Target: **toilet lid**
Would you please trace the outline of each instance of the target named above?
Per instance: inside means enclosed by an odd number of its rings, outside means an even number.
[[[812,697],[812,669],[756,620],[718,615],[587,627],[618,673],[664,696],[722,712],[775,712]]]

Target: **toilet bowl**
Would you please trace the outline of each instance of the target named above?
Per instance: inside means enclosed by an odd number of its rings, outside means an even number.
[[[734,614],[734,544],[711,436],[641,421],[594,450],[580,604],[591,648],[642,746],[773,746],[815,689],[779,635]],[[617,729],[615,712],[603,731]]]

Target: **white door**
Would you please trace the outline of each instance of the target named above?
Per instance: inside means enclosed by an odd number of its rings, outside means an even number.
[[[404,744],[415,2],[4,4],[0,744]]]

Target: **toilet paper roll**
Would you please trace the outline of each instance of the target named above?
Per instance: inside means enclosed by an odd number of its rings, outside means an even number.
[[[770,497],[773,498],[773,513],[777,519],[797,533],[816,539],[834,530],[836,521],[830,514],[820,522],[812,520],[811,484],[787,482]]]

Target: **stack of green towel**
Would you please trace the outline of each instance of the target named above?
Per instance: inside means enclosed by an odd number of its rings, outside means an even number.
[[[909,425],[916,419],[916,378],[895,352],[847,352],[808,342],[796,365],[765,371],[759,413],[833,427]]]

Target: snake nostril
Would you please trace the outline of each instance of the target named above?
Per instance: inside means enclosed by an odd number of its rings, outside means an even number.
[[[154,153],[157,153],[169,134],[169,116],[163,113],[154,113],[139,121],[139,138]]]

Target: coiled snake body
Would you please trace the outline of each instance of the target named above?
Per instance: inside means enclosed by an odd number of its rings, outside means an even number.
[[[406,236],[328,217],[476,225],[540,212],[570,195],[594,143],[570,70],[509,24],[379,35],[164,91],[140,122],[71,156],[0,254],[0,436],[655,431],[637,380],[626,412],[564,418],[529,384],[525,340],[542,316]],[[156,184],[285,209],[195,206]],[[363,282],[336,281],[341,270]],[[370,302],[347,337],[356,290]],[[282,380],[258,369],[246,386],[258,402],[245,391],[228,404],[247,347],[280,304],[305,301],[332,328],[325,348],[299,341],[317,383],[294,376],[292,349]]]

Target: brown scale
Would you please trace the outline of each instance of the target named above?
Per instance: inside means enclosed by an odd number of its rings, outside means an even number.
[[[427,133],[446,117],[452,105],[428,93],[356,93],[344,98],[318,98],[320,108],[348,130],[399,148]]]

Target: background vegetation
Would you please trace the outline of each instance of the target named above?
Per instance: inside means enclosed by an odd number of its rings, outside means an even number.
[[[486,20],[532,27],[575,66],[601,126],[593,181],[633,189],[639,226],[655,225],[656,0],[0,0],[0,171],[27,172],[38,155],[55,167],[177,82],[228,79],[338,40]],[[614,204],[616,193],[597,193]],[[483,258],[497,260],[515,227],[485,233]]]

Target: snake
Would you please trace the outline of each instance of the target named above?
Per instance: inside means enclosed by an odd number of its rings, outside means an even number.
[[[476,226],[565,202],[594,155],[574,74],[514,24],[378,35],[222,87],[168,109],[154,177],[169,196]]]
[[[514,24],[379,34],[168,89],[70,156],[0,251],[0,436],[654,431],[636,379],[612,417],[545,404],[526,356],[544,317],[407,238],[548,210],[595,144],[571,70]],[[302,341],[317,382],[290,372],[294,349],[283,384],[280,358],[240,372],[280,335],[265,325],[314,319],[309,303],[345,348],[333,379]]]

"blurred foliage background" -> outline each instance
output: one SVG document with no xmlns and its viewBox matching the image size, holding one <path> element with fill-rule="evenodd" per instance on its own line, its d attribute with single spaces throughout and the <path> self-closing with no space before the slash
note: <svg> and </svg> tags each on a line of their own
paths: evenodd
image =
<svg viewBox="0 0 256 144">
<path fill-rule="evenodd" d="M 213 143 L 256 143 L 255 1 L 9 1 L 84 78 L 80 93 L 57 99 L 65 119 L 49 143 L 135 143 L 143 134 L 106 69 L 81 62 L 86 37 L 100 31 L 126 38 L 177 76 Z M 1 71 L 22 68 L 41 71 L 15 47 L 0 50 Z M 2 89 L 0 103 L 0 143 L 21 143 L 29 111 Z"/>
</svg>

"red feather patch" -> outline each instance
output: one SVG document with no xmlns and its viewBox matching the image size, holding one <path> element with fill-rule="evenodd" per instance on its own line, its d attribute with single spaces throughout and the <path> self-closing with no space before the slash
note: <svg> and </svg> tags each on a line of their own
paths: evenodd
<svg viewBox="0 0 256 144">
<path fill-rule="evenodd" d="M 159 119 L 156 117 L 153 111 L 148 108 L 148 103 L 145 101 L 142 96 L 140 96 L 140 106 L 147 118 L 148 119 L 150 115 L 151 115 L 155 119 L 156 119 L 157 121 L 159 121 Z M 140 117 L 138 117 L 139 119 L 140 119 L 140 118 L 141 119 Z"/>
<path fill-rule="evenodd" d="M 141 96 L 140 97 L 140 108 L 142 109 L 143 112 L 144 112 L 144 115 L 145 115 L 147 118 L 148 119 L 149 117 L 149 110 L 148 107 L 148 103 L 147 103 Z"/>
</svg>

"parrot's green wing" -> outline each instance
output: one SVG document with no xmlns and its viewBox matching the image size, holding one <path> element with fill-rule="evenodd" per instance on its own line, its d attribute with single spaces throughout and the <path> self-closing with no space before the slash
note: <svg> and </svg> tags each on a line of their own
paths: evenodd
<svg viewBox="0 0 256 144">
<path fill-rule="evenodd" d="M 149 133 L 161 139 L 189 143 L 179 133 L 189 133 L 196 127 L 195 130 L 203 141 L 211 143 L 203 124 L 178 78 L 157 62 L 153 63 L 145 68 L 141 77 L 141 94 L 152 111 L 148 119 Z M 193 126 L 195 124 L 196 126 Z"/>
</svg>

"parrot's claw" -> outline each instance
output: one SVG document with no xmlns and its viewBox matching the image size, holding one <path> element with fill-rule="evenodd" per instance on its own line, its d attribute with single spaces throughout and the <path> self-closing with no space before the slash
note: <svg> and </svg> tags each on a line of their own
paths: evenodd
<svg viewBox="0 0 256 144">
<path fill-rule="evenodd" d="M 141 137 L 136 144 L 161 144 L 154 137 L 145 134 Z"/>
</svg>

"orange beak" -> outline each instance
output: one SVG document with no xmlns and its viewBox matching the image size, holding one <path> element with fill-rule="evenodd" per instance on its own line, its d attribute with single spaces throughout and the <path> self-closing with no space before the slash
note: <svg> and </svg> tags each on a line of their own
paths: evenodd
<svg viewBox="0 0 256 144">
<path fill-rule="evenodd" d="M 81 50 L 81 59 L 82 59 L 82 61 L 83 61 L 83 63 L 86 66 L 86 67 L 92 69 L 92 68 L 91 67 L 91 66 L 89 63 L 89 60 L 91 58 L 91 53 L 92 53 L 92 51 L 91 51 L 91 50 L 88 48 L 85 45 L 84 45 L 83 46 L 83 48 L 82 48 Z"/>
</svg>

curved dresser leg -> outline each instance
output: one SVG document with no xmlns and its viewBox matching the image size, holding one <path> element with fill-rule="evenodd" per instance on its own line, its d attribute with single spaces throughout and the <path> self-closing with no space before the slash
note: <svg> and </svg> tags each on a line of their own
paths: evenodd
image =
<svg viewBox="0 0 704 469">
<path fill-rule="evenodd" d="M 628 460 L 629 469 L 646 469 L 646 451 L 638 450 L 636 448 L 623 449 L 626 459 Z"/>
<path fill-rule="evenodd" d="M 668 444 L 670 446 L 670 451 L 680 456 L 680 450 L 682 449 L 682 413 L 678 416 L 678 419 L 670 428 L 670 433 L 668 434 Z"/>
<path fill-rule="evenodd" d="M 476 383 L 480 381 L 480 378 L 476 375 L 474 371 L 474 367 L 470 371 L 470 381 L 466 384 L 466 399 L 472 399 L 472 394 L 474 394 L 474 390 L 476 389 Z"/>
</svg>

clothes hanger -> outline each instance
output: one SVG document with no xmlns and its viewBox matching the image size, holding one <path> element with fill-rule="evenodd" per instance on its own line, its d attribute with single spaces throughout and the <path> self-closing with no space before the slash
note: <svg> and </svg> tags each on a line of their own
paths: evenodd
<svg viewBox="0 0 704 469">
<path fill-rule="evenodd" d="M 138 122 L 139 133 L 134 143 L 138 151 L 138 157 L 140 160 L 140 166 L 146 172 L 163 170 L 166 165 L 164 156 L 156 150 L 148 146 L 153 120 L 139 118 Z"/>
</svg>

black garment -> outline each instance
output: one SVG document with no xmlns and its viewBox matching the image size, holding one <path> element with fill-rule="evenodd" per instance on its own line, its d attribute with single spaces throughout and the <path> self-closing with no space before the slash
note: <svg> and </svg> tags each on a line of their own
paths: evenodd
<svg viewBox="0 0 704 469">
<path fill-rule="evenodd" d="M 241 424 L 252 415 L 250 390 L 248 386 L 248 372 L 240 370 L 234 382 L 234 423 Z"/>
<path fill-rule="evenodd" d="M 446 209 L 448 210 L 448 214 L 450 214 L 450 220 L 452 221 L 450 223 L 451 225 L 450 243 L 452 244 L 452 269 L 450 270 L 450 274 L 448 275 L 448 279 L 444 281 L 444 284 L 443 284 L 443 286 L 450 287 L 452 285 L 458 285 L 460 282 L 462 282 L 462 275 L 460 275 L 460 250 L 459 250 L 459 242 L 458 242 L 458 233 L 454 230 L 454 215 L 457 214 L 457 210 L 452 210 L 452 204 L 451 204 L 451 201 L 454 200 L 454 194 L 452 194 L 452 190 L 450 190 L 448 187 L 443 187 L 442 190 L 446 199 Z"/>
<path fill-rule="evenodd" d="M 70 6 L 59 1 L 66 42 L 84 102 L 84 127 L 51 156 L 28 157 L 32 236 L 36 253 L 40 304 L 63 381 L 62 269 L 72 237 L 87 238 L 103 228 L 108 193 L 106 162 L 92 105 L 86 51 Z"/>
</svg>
────────
Pull out every line above that contains the string "parrot". Case counts.

"parrot's green wing" -> outline each instance
"parrot's claw" -> outline each instance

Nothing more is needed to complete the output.